Pick out each line in the records that contains the word "hair", and copy those lines out whole. Only an exact match in case counts.

• [Data to use]
begin
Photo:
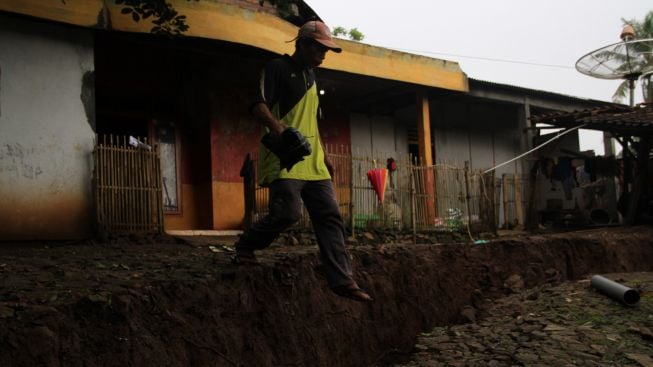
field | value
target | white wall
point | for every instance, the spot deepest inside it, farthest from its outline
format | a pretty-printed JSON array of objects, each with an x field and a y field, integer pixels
[{"x": 46, "y": 138}]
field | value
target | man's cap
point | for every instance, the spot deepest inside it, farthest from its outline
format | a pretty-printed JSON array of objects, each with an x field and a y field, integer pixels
[{"x": 320, "y": 32}]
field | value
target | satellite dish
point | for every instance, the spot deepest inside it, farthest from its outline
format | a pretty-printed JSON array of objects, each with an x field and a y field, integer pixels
[{"x": 623, "y": 60}]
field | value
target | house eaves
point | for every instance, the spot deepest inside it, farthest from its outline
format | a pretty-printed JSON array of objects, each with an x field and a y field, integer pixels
[
  {"x": 534, "y": 97},
  {"x": 230, "y": 23}
]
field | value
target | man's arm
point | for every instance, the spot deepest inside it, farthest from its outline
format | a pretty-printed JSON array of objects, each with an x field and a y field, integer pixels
[{"x": 264, "y": 116}]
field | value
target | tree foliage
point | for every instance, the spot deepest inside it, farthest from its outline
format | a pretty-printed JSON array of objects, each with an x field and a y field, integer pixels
[
  {"x": 353, "y": 34},
  {"x": 166, "y": 19},
  {"x": 643, "y": 30}
]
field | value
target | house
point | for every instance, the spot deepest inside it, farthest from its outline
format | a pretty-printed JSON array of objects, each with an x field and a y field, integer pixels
[{"x": 72, "y": 73}]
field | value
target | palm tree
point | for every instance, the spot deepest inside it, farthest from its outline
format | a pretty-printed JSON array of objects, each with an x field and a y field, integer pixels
[{"x": 643, "y": 30}]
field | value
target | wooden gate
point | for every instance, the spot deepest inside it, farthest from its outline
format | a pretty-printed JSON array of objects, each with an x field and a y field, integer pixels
[{"x": 127, "y": 186}]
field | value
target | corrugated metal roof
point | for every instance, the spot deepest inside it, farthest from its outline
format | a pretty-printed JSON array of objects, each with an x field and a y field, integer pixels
[
  {"x": 621, "y": 119},
  {"x": 538, "y": 92}
]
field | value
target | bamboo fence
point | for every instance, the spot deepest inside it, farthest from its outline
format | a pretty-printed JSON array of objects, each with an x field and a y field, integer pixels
[
  {"x": 441, "y": 197},
  {"x": 127, "y": 187}
]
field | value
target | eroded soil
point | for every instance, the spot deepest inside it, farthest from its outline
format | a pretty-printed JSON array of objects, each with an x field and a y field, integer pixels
[
  {"x": 570, "y": 324},
  {"x": 184, "y": 304}
]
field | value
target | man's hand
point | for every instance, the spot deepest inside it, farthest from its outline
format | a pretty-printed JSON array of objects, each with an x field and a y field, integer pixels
[
  {"x": 329, "y": 165},
  {"x": 264, "y": 116}
]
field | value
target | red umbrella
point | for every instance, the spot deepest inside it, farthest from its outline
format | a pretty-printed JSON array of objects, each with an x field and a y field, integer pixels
[{"x": 379, "y": 179}]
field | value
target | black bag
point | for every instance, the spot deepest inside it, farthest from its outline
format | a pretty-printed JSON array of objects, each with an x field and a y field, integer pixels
[{"x": 290, "y": 147}]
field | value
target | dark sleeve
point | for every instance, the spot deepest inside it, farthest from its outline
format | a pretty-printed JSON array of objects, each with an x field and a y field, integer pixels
[{"x": 269, "y": 84}]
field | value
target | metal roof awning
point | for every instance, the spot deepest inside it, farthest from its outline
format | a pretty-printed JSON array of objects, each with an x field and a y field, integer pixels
[{"x": 622, "y": 120}]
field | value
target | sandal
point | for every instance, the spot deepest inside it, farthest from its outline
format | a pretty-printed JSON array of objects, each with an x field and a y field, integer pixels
[
  {"x": 352, "y": 291},
  {"x": 244, "y": 259}
]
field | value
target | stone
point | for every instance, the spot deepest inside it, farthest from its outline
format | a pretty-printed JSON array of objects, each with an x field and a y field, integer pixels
[
  {"x": 515, "y": 283},
  {"x": 468, "y": 314}
]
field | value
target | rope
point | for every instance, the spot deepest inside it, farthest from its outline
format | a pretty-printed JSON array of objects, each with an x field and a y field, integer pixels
[{"x": 536, "y": 148}]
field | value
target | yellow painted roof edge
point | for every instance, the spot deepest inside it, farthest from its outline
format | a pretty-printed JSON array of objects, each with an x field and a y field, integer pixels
[{"x": 256, "y": 29}]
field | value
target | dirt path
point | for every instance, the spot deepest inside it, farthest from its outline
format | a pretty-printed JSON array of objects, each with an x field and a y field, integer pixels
[{"x": 171, "y": 304}]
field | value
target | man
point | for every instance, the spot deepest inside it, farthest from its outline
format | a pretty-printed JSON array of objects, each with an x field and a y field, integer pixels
[{"x": 288, "y": 99}]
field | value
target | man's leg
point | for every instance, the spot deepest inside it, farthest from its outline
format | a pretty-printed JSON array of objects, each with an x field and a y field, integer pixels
[
  {"x": 320, "y": 200},
  {"x": 284, "y": 209}
]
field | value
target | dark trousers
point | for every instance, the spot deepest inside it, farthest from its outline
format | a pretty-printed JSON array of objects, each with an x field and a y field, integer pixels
[{"x": 285, "y": 209}]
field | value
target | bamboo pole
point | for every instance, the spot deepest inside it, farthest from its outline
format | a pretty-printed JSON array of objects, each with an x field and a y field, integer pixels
[
  {"x": 505, "y": 191},
  {"x": 467, "y": 196},
  {"x": 518, "y": 202}
]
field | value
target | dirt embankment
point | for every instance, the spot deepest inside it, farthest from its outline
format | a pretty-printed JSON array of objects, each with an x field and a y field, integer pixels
[{"x": 172, "y": 305}]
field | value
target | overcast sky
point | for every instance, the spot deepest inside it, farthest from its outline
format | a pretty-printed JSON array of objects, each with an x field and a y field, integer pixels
[{"x": 538, "y": 42}]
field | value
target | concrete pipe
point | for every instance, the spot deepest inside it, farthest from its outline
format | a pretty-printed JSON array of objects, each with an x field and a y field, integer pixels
[{"x": 615, "y": 290}]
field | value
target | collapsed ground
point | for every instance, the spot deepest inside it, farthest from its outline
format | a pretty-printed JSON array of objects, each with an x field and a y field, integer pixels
[{"x": 165, "y": 304}]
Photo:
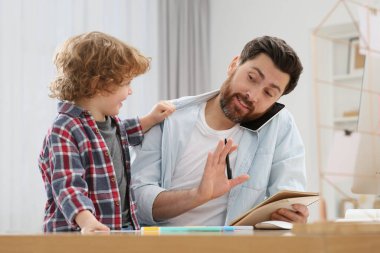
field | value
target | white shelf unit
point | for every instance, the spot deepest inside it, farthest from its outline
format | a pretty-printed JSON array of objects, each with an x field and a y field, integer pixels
[{"x": 338, "y": 91}]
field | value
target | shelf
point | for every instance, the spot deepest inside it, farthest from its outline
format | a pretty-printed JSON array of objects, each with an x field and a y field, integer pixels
[{"x": 340, "y": 120}]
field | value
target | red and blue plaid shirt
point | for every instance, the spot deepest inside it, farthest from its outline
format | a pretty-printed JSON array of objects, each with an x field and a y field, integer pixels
[{"x": 78, "y": 173}]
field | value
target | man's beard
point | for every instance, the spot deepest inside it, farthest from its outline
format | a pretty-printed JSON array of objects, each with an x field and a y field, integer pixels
[{"x": 232, "y": 112}]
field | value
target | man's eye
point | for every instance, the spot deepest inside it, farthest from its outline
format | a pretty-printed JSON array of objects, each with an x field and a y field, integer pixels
[{"x": 269, "y": 94}]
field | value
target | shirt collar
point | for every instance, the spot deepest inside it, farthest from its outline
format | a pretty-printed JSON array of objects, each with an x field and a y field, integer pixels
[
  {"x": 257, "y": 124},
  {"x": 70, "y": 109}
]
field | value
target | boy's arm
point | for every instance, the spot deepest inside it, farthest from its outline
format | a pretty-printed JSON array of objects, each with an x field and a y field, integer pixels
[
  {"x": 68, "y": 186},
  {"x": 159, "y": 112},
  {"x": 288, "y": 169}
]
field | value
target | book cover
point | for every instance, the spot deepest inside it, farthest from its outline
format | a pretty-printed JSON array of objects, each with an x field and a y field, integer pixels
[{"x": 282, "y": 199}]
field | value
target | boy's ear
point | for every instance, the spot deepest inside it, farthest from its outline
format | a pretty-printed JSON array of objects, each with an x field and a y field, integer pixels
[{"x": 233, "y": 65}]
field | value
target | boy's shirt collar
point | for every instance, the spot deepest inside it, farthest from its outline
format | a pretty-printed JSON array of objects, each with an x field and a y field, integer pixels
[{"x": 258, "y": 123}]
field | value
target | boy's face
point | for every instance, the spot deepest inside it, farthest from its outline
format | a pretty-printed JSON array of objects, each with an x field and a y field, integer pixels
[
  {"x": 109, "y": 104},
  {"x": 251, "y": 88}
]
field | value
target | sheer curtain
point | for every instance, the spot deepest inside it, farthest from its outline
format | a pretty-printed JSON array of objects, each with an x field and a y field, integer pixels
[
  {"x": 183, "y": 47},
  {"x": 30, "y": 30}
]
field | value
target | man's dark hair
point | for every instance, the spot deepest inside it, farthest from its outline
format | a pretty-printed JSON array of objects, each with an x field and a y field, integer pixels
[{"x": 282, "y": 55}]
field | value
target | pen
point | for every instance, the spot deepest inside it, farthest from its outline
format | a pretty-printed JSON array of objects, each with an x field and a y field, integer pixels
[{"x": 229, "y": 172}]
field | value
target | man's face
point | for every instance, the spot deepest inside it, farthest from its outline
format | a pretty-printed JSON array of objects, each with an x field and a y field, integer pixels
[{"x": 251, "y": 88}]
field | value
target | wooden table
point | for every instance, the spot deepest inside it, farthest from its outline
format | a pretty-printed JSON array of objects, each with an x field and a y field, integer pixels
[{"x": 251, "y": 241}]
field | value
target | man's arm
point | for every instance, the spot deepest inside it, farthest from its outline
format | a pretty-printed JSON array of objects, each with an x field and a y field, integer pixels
[{"x": 214, "y": 184}]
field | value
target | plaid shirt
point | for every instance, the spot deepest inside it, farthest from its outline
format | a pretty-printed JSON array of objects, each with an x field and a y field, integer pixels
[{"x": 78, "y": 173}]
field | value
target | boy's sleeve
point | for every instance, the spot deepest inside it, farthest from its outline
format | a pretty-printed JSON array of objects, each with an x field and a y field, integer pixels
[
  {"x": 146, "y": 174},
  {"x": 134, "y": 131},
  {"x": 70, "y": 190}
]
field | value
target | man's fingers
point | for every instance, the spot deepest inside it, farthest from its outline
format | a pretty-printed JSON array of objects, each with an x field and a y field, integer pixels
[
  {"x": 276, "y": 216},
  {"x": 301, "y": 209}
]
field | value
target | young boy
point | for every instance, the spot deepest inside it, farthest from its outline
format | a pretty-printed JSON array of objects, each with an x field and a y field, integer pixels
[{"x": 85, "y": 162}]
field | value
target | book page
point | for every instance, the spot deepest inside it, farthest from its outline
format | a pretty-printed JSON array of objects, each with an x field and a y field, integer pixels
[{"x": 283, "y": 199}]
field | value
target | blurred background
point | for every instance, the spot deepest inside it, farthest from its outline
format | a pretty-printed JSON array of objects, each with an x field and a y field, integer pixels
[{"x": 191, "y": 43}]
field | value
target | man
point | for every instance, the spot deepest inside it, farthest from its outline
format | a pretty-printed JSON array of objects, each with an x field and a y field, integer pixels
[{"x": 179, "y": 178}]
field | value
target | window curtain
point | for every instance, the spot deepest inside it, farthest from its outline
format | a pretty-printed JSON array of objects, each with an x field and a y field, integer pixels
[
  {"x": 30, "y": 30},
  {"x": 183, "y": 42}
]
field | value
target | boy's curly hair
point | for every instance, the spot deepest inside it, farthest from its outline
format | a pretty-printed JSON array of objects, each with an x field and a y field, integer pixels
[{"x": 93, "y": 62}]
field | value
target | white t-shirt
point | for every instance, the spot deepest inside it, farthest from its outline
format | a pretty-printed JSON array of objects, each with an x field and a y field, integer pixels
[{"x": 189, "y": 171}]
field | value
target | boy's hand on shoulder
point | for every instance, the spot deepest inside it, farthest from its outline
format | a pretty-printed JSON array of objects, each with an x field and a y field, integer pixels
[
  {"x": 159, "y": 112},
  {"x": 300, "y": 214}
]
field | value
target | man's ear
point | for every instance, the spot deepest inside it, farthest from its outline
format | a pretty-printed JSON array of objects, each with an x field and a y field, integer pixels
[{"x": 233, "y": 65}]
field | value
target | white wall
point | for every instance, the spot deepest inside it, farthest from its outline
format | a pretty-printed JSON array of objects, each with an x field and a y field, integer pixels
[
  {"x": 30, "y": 30},
  {"x": 233, "y": 23}
]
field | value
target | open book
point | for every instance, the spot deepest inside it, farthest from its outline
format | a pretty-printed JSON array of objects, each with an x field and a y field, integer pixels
[{"x": 282, "y": 199}]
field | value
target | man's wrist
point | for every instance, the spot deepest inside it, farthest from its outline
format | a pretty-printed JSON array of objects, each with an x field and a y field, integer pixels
[{"x": 84, "y": 218}]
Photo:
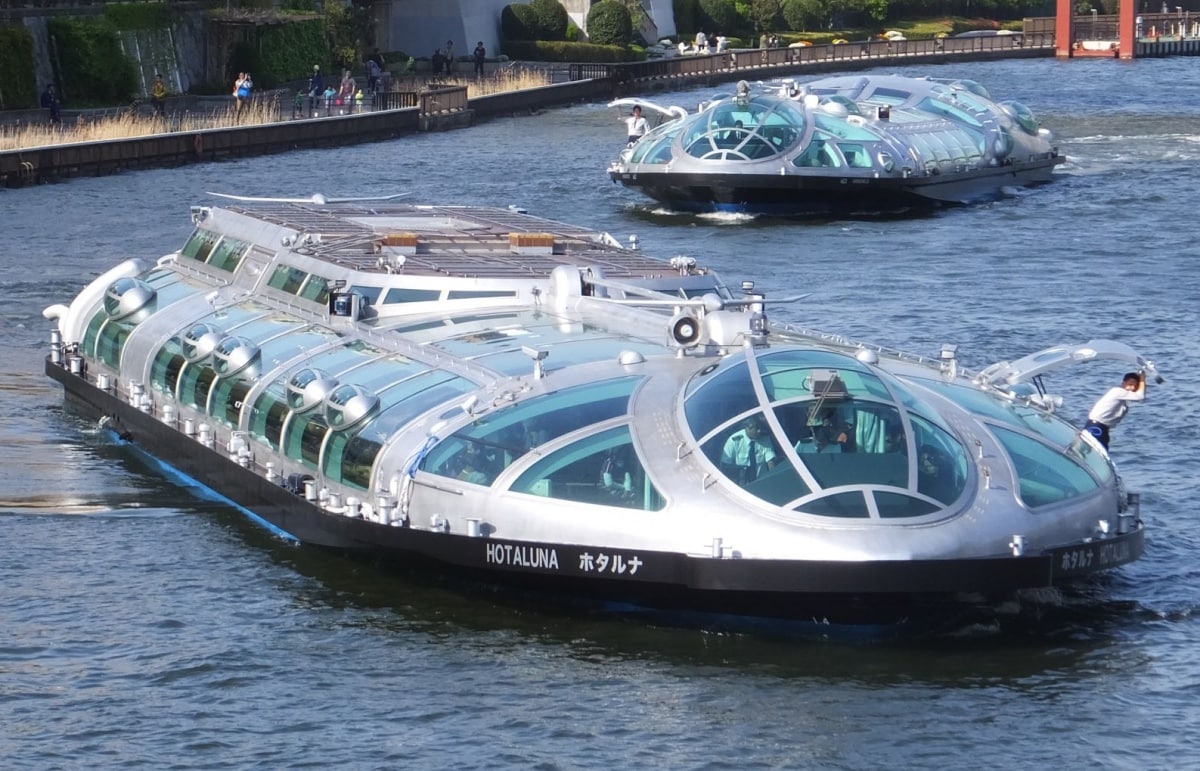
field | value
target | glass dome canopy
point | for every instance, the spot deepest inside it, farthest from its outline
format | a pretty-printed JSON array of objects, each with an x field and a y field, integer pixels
[
  {"x": 748, "y": 129},
  {"x": 820, "y": 432}
]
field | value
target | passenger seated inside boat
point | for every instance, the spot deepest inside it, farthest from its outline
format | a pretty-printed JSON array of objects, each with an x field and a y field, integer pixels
[
  {"x": 749, "y": 452},
  {"x": 478, "y": 464},
  {"x": 829, "y": 435}
]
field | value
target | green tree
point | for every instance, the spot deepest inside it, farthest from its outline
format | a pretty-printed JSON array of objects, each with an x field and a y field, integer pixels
[
  {"x": 720, "y": 16},
  {"x": 765, "y": 15},
  {"x": 91, "y": 66},
  {"x": 609, "y": 24},
  {"x": 551, "y": 19},
  {"x": 805, "y": 15},
  {"x": 519, "y": 22}
]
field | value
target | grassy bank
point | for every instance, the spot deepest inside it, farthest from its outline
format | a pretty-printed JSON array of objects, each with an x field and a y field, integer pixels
[{"x": 137, "y": 124}]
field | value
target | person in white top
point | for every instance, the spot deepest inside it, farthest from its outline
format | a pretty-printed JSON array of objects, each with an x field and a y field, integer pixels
[
  {"x": 1109, "y": 408},
  {"x": 748, "y": 453},
  {"x": 637, "y": 125}
]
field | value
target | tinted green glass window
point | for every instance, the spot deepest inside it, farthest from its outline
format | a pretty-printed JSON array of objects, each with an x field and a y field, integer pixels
[
  {"x": 844, "y": 504},
  {"x": 228, "y": 253},
  {"x": 287, "y": 279},
  {"x": 193, "y": 389},
  {"x": 514, "y": 431},
  {"x": 1044, "y": 473},
  {"x": 601, "y": 468},
  {"x": 268, "y": 414},
  {"x": 111, "y": 342},
  {"x": 316, "y": 290},
  {"x": 91, "y": 333},
  {"x": 304, "y": 438},
  {"x": 201, "y": 244},
  {"x": 166, "y": 368},
  {"x": 228, "y": 400}
]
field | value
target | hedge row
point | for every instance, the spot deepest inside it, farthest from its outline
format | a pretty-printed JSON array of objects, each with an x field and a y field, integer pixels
[
  {"x": 563, "y": 51},
  {"x": 283, "y": 52},
  {"x": 93, "y": 69},
  {"x": 18, "y": 79}
]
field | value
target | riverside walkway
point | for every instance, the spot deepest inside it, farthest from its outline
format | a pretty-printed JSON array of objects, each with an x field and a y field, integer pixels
[{"x": 397, "y": 113}]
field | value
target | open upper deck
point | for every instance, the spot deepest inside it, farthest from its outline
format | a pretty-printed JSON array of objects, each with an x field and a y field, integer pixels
[{"x": 384, "y": 235}]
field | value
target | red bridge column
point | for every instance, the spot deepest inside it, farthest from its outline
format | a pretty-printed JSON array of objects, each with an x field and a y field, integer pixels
[
  {"x": 1063, "y": 31},
  {"x": 1126, "y": 24}
]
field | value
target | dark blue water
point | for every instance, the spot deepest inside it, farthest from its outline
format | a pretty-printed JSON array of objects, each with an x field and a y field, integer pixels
[{"x": 143, "y": 626}]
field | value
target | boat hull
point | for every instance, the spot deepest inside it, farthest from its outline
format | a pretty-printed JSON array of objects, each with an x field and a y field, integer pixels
[
  {"x": 795, "y": 195},
  {"x": 838, "y": 591}
]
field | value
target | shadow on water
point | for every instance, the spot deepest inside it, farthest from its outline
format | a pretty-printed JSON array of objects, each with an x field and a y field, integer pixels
[{"x": 657, "y": 214}]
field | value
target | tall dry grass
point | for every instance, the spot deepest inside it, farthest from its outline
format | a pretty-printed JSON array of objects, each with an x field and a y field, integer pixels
[{"x": 136, "y": 124}]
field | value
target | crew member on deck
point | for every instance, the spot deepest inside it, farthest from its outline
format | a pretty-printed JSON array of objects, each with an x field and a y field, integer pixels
[
  {"x": 1113, "y": 405},
  {"x": 637, "y": 125}
]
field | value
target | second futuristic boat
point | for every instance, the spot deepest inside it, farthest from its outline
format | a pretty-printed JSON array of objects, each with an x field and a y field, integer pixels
[{"x": 846, "y": 144}]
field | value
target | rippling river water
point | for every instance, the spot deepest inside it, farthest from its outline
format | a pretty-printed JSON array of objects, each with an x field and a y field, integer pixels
[{"x": 143, "y": 626}]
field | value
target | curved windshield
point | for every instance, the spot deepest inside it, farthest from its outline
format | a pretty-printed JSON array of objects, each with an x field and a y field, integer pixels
[
  {"x": 601, "y": 468},
  {"x": 744, "y": 130},
  {"x": 508, "y": 435},
  {"x": 828, "y": 436}
]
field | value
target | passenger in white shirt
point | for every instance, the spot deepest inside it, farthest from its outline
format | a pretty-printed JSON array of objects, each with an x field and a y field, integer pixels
[
  {"x": 1109, "y": 408},
  {"x": 637, "y": 125}
]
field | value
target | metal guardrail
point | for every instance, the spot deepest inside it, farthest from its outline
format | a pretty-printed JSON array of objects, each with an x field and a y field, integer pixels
[
  {"x": 449, "y": 99},
  {"x": 759, "y": 59}
]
end
• [Problem solution]
target | man's dark hair
target | boy's curly hair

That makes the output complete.